(Entries taken from a collection)
======

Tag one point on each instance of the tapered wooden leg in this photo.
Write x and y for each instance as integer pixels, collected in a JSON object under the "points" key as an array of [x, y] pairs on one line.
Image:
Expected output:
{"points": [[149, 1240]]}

======

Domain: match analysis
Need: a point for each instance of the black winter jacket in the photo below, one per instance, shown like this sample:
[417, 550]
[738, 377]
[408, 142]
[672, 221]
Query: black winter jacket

======

**Task directions:** Whenever "each" occurs in a line of the entries, copy that line.

**Task result:**
Tag one point on each instance of the tapered wooden leg in this photo.
Write x and y for each instance as integer pixels, collected in a JSON object under the "points" key as an array of [x, y] pairs on one line.
Need: a point for each instance of the black winter jacket in the photo below, one per instance, shown like this sample:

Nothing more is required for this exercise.